- _DIRECTION 1_: Convert the stretch of the listing from the line containing "in plastic wrap" through the end of the listing into a Markdown table with the columns Row and Listing line. Leave out blank lines.
━━━━
I had to bow out of several duties and other people were able to take over for me. It is annoying to be weak and disabled, but if I can give in and give up, and see the situation as just a more blatant expression of my usual stance before God….probably I need the reminder.

It seems the perfect opportunity to read All Those Books….but I am so dull of brain, nothing is easy enough, or if it is, it’s too boring to be worth turning the pages. So I’ve been typing more of Aunt Ida’s letters — a lot of them. And I thought I might take some more snippets and make of them a fun blog post. But staring at the words doesn’t magically organize them into any kind of order.

Next I browsed through the quote files a bit, and I see a short one I can handle. It relates to some things I have been doing, or at least could/should do. I can enjoy the sky from where I sit; I was greatly soothed by a hot shower and continue to drink mug after mug of tea or hot water. Sleep has been delicious, aided by various drugs — thank God for them.
━━━━
- _DIRECTION 2_: Duplicate the stretch of the blog post from "It seems the" through "kind of order.", word for word.
━━━━
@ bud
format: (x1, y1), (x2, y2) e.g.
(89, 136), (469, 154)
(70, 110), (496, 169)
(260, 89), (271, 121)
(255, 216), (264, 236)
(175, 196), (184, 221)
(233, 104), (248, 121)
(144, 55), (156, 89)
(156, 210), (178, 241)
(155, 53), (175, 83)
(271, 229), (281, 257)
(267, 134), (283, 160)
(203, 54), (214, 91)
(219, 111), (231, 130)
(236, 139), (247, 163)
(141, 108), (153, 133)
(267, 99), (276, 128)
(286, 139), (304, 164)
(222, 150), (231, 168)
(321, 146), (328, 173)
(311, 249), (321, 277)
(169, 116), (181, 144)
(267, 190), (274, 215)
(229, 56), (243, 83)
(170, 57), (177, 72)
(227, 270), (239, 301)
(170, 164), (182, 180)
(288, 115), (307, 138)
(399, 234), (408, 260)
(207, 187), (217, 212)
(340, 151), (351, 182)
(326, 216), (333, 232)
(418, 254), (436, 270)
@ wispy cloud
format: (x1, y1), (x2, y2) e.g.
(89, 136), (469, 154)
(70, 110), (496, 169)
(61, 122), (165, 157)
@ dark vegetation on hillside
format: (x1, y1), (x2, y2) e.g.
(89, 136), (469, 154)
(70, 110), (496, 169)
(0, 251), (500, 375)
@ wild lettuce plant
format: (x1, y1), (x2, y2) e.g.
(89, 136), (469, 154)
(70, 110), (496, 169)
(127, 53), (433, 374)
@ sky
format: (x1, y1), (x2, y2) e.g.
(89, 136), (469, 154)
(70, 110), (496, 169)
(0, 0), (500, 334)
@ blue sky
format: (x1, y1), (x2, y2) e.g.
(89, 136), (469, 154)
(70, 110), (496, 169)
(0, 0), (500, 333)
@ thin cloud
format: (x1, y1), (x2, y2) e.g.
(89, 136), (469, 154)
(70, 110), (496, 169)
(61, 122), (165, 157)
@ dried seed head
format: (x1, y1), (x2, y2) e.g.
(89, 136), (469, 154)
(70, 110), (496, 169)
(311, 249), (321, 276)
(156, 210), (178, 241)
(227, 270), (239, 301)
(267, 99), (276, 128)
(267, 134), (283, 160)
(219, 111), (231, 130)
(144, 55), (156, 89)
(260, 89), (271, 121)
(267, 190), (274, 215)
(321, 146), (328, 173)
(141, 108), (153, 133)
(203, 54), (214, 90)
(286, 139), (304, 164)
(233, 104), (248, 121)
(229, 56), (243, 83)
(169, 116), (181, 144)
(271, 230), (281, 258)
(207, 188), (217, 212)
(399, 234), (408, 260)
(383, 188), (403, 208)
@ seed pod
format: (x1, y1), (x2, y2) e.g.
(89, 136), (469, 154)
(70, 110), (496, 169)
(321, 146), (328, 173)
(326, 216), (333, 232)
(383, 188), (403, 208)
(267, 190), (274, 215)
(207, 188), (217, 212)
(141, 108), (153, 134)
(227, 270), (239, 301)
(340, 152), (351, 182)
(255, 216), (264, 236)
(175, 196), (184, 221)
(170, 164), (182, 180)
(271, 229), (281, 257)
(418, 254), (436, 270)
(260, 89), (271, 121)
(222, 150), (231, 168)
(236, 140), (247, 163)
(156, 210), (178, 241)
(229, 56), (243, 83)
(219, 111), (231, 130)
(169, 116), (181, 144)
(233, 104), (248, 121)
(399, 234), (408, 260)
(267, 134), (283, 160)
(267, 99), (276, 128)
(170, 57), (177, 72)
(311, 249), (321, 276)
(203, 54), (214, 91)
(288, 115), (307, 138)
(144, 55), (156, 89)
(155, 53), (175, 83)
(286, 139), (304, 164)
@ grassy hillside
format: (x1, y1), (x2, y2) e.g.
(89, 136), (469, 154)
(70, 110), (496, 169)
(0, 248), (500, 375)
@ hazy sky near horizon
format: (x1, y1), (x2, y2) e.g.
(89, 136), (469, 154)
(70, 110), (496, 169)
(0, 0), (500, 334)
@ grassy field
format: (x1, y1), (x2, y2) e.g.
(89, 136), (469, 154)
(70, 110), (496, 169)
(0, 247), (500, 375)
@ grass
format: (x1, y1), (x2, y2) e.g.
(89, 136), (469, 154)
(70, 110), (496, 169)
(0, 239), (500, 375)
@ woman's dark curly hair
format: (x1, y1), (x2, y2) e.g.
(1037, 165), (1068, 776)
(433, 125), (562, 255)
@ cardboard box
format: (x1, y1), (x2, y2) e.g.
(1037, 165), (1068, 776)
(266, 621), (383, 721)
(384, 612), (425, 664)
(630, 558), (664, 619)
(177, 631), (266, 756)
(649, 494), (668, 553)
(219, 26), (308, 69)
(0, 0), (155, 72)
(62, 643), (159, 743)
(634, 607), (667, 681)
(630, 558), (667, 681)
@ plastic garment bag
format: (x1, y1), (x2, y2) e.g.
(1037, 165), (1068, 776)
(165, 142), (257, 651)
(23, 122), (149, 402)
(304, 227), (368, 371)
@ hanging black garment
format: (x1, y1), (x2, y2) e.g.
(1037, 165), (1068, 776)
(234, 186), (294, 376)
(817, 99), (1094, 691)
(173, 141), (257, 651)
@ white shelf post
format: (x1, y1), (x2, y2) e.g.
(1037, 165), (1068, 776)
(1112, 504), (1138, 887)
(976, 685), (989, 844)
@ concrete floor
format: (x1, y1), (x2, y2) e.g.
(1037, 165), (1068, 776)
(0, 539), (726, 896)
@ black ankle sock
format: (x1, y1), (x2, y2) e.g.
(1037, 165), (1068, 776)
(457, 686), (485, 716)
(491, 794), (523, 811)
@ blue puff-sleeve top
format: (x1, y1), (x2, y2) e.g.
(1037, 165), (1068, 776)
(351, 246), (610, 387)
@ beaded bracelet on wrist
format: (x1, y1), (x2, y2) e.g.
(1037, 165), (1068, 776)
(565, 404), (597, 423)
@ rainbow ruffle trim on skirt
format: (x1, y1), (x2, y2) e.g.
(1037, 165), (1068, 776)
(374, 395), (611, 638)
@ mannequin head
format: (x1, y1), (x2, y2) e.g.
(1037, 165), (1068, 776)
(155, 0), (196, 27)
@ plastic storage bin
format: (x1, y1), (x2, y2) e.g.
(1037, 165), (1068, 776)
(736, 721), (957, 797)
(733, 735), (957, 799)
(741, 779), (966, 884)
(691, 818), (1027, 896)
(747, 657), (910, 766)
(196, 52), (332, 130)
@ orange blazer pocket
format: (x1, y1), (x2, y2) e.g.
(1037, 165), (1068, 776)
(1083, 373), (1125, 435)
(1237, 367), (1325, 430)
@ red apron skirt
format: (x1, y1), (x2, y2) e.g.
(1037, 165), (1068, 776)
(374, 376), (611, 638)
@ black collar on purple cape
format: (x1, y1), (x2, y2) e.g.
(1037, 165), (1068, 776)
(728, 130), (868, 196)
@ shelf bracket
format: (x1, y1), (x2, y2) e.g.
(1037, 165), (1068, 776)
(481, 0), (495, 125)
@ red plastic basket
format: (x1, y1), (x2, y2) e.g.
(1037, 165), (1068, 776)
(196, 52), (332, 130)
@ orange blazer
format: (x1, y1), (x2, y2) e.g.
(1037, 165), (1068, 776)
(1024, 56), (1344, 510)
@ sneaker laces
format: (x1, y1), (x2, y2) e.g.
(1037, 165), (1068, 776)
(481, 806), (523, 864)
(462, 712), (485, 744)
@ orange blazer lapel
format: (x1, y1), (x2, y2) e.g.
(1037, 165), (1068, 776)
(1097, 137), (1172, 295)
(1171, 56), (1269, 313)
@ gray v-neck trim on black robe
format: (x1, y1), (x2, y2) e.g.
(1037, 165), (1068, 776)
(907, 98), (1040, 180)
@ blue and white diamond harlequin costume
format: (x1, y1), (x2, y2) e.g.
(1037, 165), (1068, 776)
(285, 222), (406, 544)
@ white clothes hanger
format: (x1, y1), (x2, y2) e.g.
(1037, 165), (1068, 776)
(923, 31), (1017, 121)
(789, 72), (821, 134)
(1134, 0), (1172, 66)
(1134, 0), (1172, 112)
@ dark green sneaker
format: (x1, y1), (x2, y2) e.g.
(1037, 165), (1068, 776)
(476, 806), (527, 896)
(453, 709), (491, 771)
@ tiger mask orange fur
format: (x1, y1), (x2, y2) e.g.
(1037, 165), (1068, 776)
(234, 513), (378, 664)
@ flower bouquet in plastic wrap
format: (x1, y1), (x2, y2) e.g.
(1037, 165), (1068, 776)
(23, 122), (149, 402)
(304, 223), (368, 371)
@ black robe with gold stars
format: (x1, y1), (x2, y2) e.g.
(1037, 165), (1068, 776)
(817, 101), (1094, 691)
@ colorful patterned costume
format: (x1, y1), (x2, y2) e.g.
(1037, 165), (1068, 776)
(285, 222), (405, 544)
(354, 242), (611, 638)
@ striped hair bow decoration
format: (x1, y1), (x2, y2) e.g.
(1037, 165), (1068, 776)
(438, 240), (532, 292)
━━━━
- _COMPLETE OUTPUT 1_:
| Row | Listing line |
|---|---|
| 1 | @ flower bouquet in plastic wrap |
| 2 | format: (x1, y1), (x2, y2) e.g. |
| 3 | (1037, 165), (1068, 776) |
| 4 | (23, 122), (149, 402) |
| 5 | (304, 223), (368, 371) |
| 6 | @ black robe with gold stars |
| 7 | format: (x1, y1), (x2, y2) e.g. |
| 8 | (1037, 165), (1068, 776) |
| 9 | (817, 101), (1094, 691) |
| 10 | @ colorful patterned costume |
| 11 | format: (x1, y1), (x2, y2) e.g. |
| 12 | (1037, 165), (1068, 776) |
| 13 | (285, 222), (405, 544) |
| 14 | (354, 242), (611, 638) |
| 15 | @ striped hair bow decoration |
| 16 | format: (x1, y1), (x2, y2) e.g. |
| 17 | (1037, 165), (1068, 776) |
| 18 | (438, 240), (532, 292) |

- _COMPLETE OUTPUT 2_:
It seems the perfect opportunity to read All Those Books….but I am so dull of brain, nothing is easy enough, or if it is, it’s too boring to be worth turning the pages. So I’ve been typing more of Aunt Ida’s letters — a lot of them. And I thought I might take some more snippets and make of them a fun blog post. But staring at the words doesn’t magically organize them into any kind of order.